→ **STATED PROBLEM**: Copy the listing below word for word, keeping every line in its original order.

* * * *

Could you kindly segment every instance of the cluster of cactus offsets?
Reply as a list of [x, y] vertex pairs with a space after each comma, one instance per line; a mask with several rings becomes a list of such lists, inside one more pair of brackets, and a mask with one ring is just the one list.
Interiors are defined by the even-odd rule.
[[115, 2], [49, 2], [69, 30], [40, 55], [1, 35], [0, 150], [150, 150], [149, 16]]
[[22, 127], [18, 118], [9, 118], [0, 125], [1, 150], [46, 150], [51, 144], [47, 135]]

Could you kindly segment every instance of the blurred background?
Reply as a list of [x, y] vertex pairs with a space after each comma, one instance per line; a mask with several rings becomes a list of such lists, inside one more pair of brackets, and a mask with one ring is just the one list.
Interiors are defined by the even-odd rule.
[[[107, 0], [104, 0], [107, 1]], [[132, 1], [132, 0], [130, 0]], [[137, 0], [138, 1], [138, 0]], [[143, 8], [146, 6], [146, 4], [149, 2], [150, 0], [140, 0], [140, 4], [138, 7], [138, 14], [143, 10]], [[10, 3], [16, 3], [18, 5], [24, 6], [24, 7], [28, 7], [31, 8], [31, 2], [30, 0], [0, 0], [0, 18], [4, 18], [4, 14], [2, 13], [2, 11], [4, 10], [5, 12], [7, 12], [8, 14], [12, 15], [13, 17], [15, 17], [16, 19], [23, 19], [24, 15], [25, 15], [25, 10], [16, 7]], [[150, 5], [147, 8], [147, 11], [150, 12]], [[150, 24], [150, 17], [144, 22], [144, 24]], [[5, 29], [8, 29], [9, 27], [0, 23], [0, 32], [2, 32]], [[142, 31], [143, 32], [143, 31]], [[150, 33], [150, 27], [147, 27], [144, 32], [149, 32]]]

* * * *

→ **EXERCISE SOLUTION**:
Could you kindly segment every instance of the cluster of cactus offsets?
Reply as a list of [x, y] vertex pairs with a space after each comma, one instance per line; a mask with several rings becomes a list of such lists, inside one more pair of brackets, and a mask with one ring is just the one list.
Interiors are defined by the even-odd rule.
[[115, 2], [49, 2], [69, 30], [40, 55], [1, 35], [0, 150], [150, 150], [149, 16]]
[[22, 127], [18, 118], [9, 118], [0, 125], [1, 150], [46, 150], [51, 144], [47, 135]]

Could you kindly segment every instance of the blurred background?
Reply as a list of [x, y] vertex pairs with a space after each comma, one instance per line; a mask with several rings becomes a list of such lists, inside one more pair of brackets, and a mask with one ring is just the one list.
Interiors are defined by the even-odd rule.
[[[107, 0], [104, 0], [107, 1]], [[132, 1], [132, 0], [130, 0]], [[137, 0], [138, 1], [138, 0]], [[143, 8], [146, 6], [146, 4], [149, 2], [150, 0], [140, 0], [140, 4], [138, 7], [138, 14], [143, 10]], [[10, 3], [16, 3], [18, 5], [24, 6], [24, 7], [28, 7], [31, 8], [31, 2], [30, 0], [0, 0], [0, 18], [4, 18], [4, 14], [2, 13], [2, 11], [4, 10], [5, 12], [7, 12], [8, 14], [12, 15], [13, 17], [15, 17], [16, 19], [23, 19], [24, 15], [25, 15], [25, 10], [16, 7]], [[150, 5], [147, 8], [147, 11], [150, 12]], [[150, 24], [150, 17], [144, 22], [144, 24]], [[5, 29], [8, 29], [9, 27], [0, 23], [0, 32], [2, 32]], [[142, 31], [143, 32], [143, 31]], [[150, 33], [150, 27], [147, 27], [144, 32], [149, 32]]]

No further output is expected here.